### Provided records
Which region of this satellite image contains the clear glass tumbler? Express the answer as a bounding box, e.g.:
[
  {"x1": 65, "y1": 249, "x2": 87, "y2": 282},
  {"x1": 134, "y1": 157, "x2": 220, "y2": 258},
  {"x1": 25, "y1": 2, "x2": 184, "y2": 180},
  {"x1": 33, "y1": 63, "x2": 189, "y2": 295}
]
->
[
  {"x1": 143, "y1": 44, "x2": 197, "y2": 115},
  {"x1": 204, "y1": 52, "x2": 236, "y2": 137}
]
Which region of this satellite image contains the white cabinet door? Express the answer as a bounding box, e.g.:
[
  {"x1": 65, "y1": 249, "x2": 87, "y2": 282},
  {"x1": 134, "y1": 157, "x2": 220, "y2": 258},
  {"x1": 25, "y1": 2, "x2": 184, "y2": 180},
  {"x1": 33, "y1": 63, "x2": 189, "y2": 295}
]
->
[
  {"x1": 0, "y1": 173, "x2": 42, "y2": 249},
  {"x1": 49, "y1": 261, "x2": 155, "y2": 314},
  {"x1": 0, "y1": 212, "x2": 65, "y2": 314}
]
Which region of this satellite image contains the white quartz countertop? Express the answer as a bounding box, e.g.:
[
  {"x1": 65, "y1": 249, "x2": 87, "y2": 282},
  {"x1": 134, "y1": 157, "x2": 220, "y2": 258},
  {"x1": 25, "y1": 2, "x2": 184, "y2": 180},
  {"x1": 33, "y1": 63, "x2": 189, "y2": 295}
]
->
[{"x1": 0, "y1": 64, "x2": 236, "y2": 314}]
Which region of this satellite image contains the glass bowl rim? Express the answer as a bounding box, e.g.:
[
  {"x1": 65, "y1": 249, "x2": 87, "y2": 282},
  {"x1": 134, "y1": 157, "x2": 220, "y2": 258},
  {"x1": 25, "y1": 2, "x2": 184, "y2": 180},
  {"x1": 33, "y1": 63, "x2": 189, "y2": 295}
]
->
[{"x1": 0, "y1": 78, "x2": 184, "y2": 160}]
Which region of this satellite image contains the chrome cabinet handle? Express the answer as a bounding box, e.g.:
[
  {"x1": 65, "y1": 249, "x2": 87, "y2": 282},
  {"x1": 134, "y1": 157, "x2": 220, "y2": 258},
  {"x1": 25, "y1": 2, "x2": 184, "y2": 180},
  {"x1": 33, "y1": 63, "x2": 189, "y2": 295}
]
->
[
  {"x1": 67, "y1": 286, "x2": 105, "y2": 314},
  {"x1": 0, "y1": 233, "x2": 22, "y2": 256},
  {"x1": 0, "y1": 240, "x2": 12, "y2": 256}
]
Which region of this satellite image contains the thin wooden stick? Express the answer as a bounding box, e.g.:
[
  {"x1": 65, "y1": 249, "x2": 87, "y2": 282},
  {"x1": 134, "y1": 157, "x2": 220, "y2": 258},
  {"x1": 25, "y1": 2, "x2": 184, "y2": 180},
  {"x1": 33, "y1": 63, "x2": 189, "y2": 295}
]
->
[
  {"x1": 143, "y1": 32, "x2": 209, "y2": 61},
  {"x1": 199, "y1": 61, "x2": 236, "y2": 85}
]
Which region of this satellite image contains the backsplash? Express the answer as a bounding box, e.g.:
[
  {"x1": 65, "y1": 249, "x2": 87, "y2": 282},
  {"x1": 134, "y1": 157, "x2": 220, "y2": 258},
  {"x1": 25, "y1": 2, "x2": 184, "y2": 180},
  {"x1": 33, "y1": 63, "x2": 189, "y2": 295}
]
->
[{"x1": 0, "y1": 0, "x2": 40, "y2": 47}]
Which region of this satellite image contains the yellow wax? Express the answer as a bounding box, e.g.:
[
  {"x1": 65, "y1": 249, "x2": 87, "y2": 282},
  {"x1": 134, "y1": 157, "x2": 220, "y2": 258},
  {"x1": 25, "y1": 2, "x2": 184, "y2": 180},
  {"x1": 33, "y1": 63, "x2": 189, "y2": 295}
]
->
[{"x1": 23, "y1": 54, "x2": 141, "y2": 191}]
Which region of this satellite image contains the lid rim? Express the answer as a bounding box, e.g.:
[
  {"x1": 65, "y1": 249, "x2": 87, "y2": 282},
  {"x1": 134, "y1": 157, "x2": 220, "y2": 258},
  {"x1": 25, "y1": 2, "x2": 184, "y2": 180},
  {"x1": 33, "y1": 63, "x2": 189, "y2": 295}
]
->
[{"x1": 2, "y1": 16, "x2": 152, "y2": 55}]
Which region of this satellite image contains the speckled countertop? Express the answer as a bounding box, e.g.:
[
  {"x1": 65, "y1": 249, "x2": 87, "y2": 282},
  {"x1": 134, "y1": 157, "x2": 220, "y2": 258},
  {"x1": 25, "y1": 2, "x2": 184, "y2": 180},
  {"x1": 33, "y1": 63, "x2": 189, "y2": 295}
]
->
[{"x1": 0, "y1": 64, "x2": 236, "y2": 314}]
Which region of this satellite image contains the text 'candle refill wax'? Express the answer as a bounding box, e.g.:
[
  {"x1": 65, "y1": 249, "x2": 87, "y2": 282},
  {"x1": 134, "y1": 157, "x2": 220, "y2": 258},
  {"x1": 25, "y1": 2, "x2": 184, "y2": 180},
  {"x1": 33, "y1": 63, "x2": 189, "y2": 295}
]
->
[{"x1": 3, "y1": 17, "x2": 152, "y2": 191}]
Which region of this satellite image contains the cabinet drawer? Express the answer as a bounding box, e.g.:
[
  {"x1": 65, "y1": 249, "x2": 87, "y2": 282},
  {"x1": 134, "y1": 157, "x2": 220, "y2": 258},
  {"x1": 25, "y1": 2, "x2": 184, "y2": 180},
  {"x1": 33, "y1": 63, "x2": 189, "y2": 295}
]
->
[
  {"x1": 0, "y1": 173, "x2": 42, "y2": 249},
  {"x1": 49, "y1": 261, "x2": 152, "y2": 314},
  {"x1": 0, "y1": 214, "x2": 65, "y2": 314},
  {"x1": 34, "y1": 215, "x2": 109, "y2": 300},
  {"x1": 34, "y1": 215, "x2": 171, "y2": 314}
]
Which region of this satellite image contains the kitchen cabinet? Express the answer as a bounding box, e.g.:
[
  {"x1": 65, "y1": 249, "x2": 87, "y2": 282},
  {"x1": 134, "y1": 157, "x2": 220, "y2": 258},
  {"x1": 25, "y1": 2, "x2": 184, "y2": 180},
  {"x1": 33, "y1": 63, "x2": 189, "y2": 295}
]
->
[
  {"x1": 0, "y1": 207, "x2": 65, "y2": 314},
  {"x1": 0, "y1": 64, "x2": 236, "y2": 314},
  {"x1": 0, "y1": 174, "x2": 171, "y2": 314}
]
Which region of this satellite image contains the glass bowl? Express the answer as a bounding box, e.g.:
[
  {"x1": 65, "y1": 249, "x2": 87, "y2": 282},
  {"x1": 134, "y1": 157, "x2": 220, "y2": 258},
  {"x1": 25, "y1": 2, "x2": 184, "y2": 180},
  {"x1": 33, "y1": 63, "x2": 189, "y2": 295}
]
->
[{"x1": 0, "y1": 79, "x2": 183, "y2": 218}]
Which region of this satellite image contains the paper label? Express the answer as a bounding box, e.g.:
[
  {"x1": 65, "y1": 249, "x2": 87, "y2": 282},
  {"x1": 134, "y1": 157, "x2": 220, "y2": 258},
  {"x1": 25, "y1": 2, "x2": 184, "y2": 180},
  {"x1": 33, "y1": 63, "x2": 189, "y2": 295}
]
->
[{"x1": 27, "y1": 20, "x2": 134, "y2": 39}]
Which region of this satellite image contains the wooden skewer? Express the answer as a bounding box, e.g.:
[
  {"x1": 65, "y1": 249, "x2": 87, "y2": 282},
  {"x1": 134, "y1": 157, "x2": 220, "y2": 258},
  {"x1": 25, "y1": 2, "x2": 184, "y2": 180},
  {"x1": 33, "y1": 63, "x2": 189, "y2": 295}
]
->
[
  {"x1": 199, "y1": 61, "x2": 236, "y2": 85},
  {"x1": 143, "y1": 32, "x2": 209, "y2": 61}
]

### The problem
From the records above, select and copy every line that contains the string "countertop". Treat matching as case-sensitive.

### Completed exercise
Which region of this satellite image contains the white quartz countertop? Express the answer as a bounding box, e.g.:
Which region of this satellite image contains the speckled countertop? Express the answer as a bounding box, e.g.:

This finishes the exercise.